■ **WHAT IS EXPECTED**:
Edit the stretch of records from the line containing "Query: green field" through the end of the records, changing "row of trees" to "line of trees" and leaving everything else as it stands. Give back only that stretch.

■ **RECORDS PROVIDED**:
——————

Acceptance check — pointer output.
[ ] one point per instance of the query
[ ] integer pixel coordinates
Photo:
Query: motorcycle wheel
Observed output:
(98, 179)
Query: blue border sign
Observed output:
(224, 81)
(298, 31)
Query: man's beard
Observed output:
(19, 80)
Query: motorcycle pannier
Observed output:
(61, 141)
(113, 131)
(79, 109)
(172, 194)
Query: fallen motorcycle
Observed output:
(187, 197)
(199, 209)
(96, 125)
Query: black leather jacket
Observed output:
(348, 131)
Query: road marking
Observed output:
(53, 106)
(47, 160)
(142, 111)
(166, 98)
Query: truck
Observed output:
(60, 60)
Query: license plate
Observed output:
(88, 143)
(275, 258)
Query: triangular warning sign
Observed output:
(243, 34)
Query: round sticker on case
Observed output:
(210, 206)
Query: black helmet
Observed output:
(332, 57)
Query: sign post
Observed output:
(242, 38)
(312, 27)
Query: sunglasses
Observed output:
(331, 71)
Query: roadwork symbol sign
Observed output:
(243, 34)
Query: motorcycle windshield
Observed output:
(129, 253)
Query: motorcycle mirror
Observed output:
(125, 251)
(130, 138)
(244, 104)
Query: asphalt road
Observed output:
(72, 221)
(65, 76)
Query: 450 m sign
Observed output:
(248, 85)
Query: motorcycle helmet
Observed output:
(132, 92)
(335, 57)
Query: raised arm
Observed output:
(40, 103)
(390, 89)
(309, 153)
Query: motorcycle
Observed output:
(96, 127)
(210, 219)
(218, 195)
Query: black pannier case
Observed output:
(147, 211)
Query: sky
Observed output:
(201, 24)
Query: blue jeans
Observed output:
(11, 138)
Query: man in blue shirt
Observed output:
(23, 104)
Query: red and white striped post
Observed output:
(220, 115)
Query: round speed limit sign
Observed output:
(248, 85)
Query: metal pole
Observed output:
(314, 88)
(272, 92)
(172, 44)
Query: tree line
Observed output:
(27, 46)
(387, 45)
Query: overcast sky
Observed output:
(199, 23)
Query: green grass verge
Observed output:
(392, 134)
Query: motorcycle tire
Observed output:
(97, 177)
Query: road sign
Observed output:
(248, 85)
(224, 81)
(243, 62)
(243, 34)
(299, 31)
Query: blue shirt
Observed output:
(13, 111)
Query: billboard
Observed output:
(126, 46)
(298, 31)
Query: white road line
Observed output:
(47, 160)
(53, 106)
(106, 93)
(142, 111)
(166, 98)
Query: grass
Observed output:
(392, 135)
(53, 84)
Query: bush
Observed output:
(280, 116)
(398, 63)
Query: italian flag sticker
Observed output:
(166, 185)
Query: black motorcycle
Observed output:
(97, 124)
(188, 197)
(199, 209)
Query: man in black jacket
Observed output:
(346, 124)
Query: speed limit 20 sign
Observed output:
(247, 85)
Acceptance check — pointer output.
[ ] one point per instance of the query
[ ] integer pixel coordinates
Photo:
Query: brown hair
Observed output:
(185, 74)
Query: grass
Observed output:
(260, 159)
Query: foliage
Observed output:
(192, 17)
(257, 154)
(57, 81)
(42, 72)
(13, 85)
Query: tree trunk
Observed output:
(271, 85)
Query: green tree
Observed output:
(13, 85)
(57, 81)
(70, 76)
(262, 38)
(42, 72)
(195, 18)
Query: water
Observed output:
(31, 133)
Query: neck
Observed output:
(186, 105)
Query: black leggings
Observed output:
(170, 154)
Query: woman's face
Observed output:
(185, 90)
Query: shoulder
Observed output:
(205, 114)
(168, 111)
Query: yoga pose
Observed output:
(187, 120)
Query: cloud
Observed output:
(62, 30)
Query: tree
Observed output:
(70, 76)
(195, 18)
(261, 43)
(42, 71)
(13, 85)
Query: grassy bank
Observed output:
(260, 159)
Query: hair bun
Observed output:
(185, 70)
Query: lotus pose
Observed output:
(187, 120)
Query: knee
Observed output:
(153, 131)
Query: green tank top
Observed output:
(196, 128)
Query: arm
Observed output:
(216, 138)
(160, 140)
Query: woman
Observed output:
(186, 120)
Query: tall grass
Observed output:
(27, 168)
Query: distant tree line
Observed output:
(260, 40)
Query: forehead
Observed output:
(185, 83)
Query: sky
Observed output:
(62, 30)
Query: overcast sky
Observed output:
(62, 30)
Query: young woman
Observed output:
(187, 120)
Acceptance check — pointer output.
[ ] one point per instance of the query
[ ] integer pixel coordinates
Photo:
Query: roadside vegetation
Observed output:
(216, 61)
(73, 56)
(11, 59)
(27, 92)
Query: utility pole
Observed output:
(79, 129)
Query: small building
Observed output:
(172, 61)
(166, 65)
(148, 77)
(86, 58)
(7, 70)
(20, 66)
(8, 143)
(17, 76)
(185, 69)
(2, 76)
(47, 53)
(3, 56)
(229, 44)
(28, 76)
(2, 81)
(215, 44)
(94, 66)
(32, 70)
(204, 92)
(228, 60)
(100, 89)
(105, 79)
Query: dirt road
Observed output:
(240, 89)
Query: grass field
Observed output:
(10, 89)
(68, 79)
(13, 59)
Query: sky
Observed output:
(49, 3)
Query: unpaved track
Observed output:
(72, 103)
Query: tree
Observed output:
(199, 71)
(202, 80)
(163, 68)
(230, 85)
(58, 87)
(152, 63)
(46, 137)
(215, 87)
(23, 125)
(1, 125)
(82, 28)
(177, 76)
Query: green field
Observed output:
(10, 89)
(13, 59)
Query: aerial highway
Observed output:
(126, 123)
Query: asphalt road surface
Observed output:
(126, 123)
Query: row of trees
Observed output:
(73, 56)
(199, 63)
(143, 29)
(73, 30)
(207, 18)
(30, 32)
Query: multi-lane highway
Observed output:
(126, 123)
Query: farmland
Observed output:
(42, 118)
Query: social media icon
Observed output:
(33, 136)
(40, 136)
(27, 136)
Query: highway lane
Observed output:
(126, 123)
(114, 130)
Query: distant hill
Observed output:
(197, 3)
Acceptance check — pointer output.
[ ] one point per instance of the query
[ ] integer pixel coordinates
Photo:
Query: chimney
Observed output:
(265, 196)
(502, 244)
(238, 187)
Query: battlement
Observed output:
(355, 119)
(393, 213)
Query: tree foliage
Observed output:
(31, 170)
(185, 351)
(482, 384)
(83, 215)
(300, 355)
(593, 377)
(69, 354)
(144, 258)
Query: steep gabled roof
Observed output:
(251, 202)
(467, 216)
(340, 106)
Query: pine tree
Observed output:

——————

■ **TASK SOLUTION**:
Query: green field
Observed output:
(10, 89)
(13, 59)
Query: aerial highway
Observed output:
(126, 123)
Query: asphalt road surface
Observed output:
(126, 123)
Query: line of trees
Observed output:
(73, 56)
(199, 63)
(143, 29)
(73, 30)
(207, 18)
(30, 32)
Query: multi-lane highway
Observed output:
(126, 123)
Query: farmland
Observed output:
(42, 118)
Query: social media icon
Observed output:
(33, 136)
(40, 136)
(27, 136)
Query: highway lane
Observed output:
(126, 123)
(114, 130)
Query: distant hill
Observed output:
(197, 3)
Acceptance check — pointer output.
[ ] one point per instance of the query
[ ] integer pixel coordinates
Photo:
Query: chimney
Observed output:
(265, 196)
(502, 244)
(238, 187)
Query: battlement
Observed output:
(355, 119)
(393, 213)
Query: tree foliage
Observed output:
(31, 170)
(185, 351)
(482, 384)
(83, 215)
(300, 355)
(593, 377)
(69, 354)
(144, 258)
Query: steep gabled roof
Observed output:
(251, 202)
(467, 216)
(340, 106)
Query: pine tree
Observed output:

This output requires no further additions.